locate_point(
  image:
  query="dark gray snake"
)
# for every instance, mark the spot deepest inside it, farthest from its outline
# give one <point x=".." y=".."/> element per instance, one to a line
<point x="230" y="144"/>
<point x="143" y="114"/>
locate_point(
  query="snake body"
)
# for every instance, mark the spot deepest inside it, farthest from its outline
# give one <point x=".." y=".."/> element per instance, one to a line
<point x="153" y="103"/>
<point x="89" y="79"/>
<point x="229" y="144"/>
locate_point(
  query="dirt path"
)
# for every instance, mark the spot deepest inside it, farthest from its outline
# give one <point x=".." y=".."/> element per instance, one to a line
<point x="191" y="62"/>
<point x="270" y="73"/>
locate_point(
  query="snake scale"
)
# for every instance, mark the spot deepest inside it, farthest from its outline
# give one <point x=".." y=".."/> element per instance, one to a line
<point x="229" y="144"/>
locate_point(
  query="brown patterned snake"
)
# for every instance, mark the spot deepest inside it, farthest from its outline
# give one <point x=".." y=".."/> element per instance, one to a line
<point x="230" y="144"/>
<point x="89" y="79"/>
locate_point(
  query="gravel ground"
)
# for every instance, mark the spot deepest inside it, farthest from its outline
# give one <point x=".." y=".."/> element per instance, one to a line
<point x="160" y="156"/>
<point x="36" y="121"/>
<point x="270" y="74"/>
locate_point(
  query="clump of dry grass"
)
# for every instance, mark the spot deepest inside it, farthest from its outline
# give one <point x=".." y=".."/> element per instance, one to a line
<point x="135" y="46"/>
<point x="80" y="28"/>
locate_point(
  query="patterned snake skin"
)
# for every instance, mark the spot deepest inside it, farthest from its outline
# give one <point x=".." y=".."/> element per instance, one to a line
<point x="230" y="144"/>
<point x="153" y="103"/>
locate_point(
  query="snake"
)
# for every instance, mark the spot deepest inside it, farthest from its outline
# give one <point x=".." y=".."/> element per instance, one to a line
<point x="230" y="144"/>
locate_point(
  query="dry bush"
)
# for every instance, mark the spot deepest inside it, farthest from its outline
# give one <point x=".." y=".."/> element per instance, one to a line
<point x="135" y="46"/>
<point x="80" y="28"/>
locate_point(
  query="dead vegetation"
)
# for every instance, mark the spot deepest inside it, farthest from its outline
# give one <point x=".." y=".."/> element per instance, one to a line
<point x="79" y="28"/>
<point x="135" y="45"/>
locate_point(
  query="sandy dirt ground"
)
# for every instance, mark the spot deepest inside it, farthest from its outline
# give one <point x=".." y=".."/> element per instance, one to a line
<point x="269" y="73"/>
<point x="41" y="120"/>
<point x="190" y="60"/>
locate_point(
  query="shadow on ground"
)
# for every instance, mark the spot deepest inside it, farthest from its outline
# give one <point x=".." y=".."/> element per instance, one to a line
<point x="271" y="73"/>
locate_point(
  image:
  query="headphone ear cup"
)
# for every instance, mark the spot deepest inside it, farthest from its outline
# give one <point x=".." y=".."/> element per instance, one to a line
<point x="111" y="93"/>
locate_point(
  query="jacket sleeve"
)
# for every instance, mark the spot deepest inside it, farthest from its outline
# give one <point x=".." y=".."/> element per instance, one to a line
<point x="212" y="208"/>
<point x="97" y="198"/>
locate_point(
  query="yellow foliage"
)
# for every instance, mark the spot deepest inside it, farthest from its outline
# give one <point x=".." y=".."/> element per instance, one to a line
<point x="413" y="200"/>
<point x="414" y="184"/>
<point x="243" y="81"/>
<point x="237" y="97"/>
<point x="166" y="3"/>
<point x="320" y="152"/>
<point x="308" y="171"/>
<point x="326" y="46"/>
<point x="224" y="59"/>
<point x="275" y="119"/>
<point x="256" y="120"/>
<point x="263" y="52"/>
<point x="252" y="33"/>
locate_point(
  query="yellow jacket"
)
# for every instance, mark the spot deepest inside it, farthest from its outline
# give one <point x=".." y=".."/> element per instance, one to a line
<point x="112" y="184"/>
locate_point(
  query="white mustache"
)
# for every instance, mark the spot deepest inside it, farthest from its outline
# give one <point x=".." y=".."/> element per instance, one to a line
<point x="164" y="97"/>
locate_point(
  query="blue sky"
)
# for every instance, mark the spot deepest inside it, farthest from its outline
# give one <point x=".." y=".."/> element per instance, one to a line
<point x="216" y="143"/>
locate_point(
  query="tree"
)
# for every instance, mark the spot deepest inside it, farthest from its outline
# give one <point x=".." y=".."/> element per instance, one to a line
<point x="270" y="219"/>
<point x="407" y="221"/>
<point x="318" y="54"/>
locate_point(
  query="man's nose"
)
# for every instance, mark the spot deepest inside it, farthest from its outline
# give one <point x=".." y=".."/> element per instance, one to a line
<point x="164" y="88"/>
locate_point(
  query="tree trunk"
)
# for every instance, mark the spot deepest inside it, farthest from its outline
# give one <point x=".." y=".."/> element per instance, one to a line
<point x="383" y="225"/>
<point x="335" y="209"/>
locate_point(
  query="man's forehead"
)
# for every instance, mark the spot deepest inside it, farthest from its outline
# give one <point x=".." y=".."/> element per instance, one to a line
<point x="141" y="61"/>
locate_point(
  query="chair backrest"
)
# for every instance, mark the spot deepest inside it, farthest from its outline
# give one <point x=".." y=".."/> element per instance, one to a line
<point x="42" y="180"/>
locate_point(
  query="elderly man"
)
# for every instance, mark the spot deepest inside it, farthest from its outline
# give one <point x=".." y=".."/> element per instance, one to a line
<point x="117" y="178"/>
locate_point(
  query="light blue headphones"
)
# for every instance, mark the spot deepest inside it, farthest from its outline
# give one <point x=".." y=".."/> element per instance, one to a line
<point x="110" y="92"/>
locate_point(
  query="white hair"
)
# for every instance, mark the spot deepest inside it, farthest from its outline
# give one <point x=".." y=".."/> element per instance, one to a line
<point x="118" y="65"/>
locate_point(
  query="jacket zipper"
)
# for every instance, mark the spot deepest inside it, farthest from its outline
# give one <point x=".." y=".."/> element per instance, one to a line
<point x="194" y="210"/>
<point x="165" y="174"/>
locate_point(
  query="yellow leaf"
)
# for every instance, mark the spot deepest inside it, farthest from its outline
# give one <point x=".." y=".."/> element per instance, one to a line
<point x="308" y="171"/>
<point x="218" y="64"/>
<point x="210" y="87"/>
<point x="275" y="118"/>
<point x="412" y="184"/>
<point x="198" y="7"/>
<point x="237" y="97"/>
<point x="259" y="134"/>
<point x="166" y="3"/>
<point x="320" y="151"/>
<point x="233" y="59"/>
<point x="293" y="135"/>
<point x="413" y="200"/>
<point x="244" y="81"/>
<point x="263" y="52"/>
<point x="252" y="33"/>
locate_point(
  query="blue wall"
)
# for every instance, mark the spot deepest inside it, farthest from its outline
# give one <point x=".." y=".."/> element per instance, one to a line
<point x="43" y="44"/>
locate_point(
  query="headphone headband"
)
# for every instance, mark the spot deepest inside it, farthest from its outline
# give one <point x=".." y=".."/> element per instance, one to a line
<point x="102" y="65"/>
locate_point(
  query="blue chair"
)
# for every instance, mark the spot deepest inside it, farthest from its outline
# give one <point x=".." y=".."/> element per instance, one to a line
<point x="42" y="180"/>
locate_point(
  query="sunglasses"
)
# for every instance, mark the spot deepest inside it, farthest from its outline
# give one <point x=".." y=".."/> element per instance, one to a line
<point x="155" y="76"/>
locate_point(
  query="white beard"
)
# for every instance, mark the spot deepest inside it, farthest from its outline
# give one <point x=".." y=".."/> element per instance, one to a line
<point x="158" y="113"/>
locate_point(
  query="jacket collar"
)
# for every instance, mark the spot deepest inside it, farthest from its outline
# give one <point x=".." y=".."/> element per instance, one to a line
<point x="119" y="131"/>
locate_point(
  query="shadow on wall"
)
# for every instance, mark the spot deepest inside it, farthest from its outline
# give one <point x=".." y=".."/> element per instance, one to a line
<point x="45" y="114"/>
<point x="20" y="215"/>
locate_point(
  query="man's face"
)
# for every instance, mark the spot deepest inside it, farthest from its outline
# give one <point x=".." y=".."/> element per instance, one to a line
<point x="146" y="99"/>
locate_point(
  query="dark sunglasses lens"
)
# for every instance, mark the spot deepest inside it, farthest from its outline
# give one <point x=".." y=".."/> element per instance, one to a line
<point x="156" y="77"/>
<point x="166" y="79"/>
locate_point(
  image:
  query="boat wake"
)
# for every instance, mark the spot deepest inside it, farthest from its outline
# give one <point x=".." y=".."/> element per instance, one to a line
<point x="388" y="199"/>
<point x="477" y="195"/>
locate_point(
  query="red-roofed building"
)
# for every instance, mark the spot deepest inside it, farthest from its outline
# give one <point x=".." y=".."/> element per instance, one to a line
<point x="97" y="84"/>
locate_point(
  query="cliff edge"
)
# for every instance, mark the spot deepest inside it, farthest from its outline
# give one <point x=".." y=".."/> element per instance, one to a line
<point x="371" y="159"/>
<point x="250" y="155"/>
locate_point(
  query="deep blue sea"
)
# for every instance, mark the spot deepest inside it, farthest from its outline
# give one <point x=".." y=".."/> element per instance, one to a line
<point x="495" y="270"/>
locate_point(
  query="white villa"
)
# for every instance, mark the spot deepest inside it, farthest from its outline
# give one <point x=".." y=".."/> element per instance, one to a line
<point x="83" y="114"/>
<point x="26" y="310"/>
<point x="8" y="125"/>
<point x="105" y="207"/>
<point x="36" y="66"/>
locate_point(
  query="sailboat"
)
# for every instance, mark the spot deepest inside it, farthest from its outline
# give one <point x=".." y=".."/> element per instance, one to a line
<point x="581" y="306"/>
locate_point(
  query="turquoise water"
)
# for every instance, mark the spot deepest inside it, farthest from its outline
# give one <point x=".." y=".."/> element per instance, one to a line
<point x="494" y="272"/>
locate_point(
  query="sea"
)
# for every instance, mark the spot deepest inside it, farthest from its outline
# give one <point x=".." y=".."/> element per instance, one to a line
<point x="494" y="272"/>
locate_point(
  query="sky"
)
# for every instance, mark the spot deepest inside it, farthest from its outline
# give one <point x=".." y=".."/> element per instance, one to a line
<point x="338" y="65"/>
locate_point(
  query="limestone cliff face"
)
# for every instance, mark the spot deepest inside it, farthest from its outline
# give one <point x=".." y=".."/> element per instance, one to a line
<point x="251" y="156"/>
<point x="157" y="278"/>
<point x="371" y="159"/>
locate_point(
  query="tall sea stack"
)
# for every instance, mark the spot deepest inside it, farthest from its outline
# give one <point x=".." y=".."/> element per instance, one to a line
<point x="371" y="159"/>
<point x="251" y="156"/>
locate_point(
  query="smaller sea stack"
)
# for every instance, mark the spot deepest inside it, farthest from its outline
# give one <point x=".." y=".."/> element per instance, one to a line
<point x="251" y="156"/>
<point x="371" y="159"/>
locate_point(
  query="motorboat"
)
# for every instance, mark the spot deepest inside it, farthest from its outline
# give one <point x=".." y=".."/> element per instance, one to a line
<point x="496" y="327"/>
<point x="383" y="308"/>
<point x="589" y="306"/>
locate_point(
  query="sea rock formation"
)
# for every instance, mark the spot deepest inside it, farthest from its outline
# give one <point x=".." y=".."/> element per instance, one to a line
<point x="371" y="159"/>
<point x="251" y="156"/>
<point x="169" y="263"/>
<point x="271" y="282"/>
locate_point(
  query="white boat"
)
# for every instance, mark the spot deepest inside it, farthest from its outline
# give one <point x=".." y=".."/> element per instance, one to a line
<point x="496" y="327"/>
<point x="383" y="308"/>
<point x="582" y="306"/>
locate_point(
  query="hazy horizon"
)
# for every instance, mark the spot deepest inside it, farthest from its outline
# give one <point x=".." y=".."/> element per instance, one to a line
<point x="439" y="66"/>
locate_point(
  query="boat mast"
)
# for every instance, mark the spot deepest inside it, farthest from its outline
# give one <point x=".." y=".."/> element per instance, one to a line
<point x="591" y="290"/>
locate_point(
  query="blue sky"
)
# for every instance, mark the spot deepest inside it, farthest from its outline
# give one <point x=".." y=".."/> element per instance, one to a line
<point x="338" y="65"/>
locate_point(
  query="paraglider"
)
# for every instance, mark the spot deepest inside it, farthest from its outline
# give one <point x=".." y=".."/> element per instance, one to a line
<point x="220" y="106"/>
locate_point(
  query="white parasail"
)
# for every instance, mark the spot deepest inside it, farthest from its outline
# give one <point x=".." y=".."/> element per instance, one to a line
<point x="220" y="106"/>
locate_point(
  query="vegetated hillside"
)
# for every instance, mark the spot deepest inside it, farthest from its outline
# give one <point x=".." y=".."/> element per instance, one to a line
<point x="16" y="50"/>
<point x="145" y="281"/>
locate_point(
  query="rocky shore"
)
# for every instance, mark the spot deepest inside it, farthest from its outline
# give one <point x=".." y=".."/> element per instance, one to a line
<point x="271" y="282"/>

---+---

Enunciado do problema: Mostre, copiando-as, todas as linhas dos itens acima em que aparece a palavra "cliff".

Exercício resolvido:
  query="cliff edge"
  query="limestone cliff face"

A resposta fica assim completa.